Can you reproduce every one of the records below word for word, line by line, with nothing added or left out?

..........

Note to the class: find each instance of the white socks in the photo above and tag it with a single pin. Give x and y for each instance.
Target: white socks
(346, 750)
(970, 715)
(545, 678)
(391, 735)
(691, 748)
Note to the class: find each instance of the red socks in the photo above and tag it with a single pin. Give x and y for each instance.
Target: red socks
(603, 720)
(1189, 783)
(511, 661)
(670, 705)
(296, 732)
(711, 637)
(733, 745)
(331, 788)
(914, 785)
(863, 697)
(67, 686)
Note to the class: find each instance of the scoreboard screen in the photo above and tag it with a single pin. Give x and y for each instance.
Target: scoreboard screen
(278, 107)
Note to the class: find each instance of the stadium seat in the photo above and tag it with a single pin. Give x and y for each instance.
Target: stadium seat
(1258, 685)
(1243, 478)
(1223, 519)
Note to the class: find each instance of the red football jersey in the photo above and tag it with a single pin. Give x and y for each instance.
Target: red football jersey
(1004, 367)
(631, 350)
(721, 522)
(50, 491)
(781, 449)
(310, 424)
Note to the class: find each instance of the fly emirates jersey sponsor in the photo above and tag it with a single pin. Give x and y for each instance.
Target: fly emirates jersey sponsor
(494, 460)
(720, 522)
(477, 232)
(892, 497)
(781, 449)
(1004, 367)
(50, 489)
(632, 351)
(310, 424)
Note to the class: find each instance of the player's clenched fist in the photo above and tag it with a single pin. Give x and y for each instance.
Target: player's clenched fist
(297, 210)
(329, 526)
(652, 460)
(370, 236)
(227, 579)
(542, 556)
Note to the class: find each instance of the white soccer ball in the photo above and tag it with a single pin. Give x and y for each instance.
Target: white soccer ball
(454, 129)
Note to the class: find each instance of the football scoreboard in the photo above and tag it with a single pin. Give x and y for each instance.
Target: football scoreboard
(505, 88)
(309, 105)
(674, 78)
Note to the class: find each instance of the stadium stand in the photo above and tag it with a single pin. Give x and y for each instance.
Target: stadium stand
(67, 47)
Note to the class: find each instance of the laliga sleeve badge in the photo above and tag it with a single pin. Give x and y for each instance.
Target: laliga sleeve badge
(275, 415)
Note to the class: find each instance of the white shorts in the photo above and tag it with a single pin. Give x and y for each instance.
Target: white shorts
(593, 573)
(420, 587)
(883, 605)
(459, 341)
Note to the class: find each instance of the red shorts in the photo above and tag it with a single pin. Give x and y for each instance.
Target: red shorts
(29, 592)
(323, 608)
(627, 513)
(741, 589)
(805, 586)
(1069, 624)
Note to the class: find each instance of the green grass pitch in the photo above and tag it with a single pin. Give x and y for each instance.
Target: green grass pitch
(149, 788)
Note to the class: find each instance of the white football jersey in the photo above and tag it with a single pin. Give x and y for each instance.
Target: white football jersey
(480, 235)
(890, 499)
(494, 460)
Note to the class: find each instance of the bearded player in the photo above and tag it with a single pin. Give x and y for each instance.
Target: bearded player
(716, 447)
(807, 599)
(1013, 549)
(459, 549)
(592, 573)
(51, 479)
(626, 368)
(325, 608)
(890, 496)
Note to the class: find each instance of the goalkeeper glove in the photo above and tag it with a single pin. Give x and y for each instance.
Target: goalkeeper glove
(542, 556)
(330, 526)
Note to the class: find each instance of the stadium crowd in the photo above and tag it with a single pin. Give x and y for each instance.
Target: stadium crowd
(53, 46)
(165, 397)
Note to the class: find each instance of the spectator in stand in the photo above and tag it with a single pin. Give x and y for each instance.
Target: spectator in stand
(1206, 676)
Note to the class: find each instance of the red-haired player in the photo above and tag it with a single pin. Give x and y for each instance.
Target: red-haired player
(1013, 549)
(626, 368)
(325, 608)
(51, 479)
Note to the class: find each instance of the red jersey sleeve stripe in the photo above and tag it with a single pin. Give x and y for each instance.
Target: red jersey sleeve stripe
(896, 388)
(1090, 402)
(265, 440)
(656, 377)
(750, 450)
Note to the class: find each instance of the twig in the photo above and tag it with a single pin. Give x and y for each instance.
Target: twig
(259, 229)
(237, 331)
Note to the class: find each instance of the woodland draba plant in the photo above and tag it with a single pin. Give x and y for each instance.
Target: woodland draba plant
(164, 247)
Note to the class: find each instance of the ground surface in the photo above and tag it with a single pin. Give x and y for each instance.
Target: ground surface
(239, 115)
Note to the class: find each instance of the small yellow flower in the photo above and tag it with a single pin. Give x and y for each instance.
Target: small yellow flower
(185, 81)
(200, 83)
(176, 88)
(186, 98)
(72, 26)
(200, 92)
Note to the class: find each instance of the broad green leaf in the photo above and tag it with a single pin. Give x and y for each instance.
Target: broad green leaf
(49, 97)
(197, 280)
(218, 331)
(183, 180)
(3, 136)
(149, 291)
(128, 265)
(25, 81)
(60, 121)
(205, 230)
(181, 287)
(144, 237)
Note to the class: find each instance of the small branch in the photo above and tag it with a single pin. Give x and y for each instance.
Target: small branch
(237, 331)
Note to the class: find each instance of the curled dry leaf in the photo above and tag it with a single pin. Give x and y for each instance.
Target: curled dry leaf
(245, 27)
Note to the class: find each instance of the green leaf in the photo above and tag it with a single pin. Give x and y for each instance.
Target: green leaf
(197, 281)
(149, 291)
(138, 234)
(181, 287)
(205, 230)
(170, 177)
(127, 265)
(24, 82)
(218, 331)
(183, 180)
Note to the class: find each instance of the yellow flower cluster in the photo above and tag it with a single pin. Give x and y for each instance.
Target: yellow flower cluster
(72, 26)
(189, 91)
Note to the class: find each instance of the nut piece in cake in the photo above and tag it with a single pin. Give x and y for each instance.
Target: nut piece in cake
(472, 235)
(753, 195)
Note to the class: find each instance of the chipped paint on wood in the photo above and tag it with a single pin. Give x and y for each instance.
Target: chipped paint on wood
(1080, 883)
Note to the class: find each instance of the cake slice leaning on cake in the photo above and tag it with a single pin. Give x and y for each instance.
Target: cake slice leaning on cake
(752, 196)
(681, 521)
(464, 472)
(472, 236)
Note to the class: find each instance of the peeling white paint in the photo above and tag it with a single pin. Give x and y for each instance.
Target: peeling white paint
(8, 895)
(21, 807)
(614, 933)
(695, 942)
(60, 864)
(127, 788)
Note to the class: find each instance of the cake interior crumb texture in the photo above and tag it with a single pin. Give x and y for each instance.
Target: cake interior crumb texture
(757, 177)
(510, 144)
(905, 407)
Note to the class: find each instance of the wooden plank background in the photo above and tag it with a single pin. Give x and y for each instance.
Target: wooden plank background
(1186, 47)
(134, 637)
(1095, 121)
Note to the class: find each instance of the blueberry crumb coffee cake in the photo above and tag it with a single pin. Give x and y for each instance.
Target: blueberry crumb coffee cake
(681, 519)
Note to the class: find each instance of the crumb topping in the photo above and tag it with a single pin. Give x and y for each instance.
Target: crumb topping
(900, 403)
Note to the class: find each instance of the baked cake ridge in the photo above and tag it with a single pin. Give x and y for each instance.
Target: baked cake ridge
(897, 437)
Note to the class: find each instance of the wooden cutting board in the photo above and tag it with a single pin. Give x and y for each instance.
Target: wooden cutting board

..........

#### Solution for this exercise:
Note to the class: find each instance of the white socks in the photo above and tag it with a single pin. Give x and y for each instance.
Target: white socks
(346, 750)
(970, 715)
(545, 678)
(391, 735)
(691, 748)
Note to the class: find each instance of the red socks in the photo above and tag it with a single pin. Give x and y for each instance.
Target: red socks
(603, 720)
(1189, 783)
(511, 661)
(670, 705)
(296, 732)
(711, 637)
(733, 745)
(331, 788)
(914, 785)
(863, 697)
(67, 686)
Note to the class: find each instance of the scoreboard screen in the photo above and tag it with a single pin. Give x and y for each instance.
Target: scoreboard screen
(278, 107)
Note to the class: find each instance of the stadium seat in the photo above and tag it with a single pin. Give x and y for each instance.
Target: stadium seat
(1258, 685)
(1243, 478)
(1223, 519)
Note to the class: find each instance of the red football jersey in the photo above and tag it with a single pin. Give x and y for each instance.
Target: red football jersey
(1004, 367)
(631, 350)
(721, 522)
(50, 491)
(781, 449)
(310, 424)
Note to the class: find each instance of the fly emirates jersey sponsor in the photo above and tag it with a single pin. Give x and y for each instance.
Target: fly emirates jersey sponsor
(494, 460)
(720, 522)
(477, 232)
(892, 497)
(781, 449)
(1004, 367)
(50, 489)
(632, 351)
(310, 424)
Note to the class: find each instance of the player's clenched fist in the photo above and tag it with a single pin. Give x and y for each instance.
Target: player's clenched fist
(297, 210)
(329, 526)
(652, 460)
(370, 236)
(227, 579)
(542, 556)
Note to the class: find each instance of the white soccer ball in the photo above and tag it with a single pin. Give x and y for each instance.
Target: white soccer ball
(454, 129)
Note to the class: find each instance of the football scoreboard in the photo above and tag it with a single pin. Give x and y for each instance.
Target: football scoreboard
(505, 88)
(309, 105)
(674, 78)
Note to the class: find each instance of the stadium stand in the photo above and tag it with a single pin. Give x and y for each instance.
Target: stadium stand
(67, 47)
Note to the class: find each instance of the laliga sleeve badge in the photo above and tag it with a single pin. Give x and y for each instance.
Target: laliga sleeve badge
(275, 415)
Note to the class: find each instance of the white shorts in the photo above and tag it with a single pin. Give x and y for each instance.
Target: white shorts
(593, 573)
(420, 587)
(883, 605)
(459, 341)
Note to the class: find each instance of the red shorts in the photo above and tag it with a single pin. Give x and y for each instance.
Target: red shorts
(29, 592)
(323, 608)
(627, 513)
(741, 589)
(805, 586)
(1069, 624)
Note to the class: find each instance of the green grass pitch in the photo above and tag it with a single pin. Give x and y for each instance.
Target: green grass pitch
(149, 788)
Note to the class: find each instance of the white football jersey in the photo above and tag it with a single pin. Give x and y for each instance.
Target: white football jersey
(480, 235)
(890, 499)
(494, 460)
Note to the class: find each instance of the bearded player in the photo above and tag it with a single pin. Give x and y for each instance.
Target: bearded player
(716, 447)
(807, 599)
(1013, 549)
(459, 549)
(592, 573)
(51, 479)
(626, 368)
(325, 608)
(890, 496)
Note to the class: find each instance of the goalkeeper glove in the photo above and tag it with a single pin. Give x and y for each instance.
Target: goalkeeper glove
(542, 556)
(330, 526)
Note to the class: find each instance of the stadium crowd in the photo above and tag it with a single pin. Give x and y for each instance.
Target: stadium crowd
(53, 46)
(165, 397)
Note to the class: find each instance of the spectator in stand in the photo above and tag it with a single pin. Give x and y for each instance.
Target: spectator in stand
(1206, 676)
Note to the class: find each instance of the red-haired player in the photo above and tag it with a single pin. Give x and y for each instance.
Target: red-haired player
(1013, 549)
(626, 368)
(325, 608)
(51, 479)
Note to the class: find each instance of the red jersey sleeve stripe in the photo above and tag it with a single pin. Give x and y for each instance.
Target: red jersey sleeve stripe
(896, 388)
(1090, 402)
(265, 440)
(656, 377)
(750, 450)
Note to the class: find each instance of the twig in the photo above and tag it with a single pin. Give x and y for each instance.
Target: twig
(259, 229)
(237, 331)
Note to the class: find each instance of the woodland draba plant in the photo above and tag it with a single pin. Give x and y for each instance.
Target: woodland draba plant
(164, 247)
Note to the class: find each instance of the ground surface in the photo above and tag it with a single pin. Give x and y for each instance.
Target: ground surface
(239, 115)
Note to the class: find each instance of the small yellow flower in the photo above and tag it with a single pin. Give x and y for each instance.
Target: small yellow flower
(185, 81)
(200, 83)
(176, 88)
(186, 98)
(72, 26)
(200, 92)
Note to the class: find each instance of the broad green leaf in the photo above and tag it with a single pin. Give x and y for each instance.
Target: broad green leaf
(49, 97)
(197, 280)
(218, 331)
(183, 180)
(3, 136)
(149, 291)
(128, 265)
(25, 81)
(60, 121)
(205, 230)
(181, 287)
(144, 237)
Note to the class: find each instance of the small branch in the photo above and tag it with a single pin. Give x and y for each instance.
Target: small branch
(237, 331)
Note to the class: find each instance of the curled dry leaf in the photo above and tag it with a single pin. Give x and y for each instance.
Target: curled dry leaf
(245, 27)
Note to the class: find each instance of the green leaf in the photo above and tag it with a single pin. Give x and y for each instance.
Target: green leaf
(197, 281)
(149, 291)
(138, 234)
(181, 287)
(205, 230)
(170, 177)
(127, 265)
(24, 82)
(218, 331)
(183, 180)
Note to the class: find each instance of the yellow flower cluster in the photo above and tag it with a single pin. Give x and y for each instance.
Target: yellow flower cluster
(72, 26)
(189, 91)
Note to the class: find each instance of the nut piece in cake in the photo above and tag it with a single pin. Give x and y for each instance.
Target: nut piece in cake
(472, 235)
(753, 195)
Note to the class: find each instance of the chipped paint on wood in the photo above and tag it with a single pin. Give x and y for each instance.
Target: chipped paint on wood
(1080, 883)
Note to the class: find each instance of the cake slice leaning on cake in the photo above and tag it with a single pin. Give x and y for each instance.
Target: cake slice leaning on cake
(752, 196)
(681, 521)
(464, 472)
(472, 236)
Note to the class: find each instance of the peeling white paint in the photo above and tag it with a single pin. Give x and y for each instance.
Target: peeling white paint
(8, 895)
(21, 807)
(614, 933)
(695, 942)
(60, 864)
(127, 788)
Note to the class: find each instance of the cake interior crumb texture in the photo above and tag it with a single pin. Give x and y for each instance.
Target: cake interior crumb texture
(757, 177)
(510, 144)
(905, 407)
Note to the class: find each instance of the wooden plank background in the photo above and tag it with a single pin. Give x and y for each instance.
Target: wooden plank background
(1186, 47)
(134, 637)
(1095, 121)
Note to the class: find each instance of the blueberry crumb coffee cake in the photo above and tag it with a single pin. Give x and y for each instance.
Target: blueberry crumb coffee cake
(681, 519)
Note to the class: find each instance of the crumb topping in the photo above and tag it with a single pin. Give x and y for each instance.
Target: crumb topping
(900, 403)
Note to the class: find each instance of the baked cake ridge in the photo above and tag it with a single pin. Give x and y for each instance.
Target: baked cake ridge
(897, 437)
Note to the class: find each instance of the wooden cutting board in the photo above and tag it with a single pin. Give x and y for each instance.
Target: wooden cutting board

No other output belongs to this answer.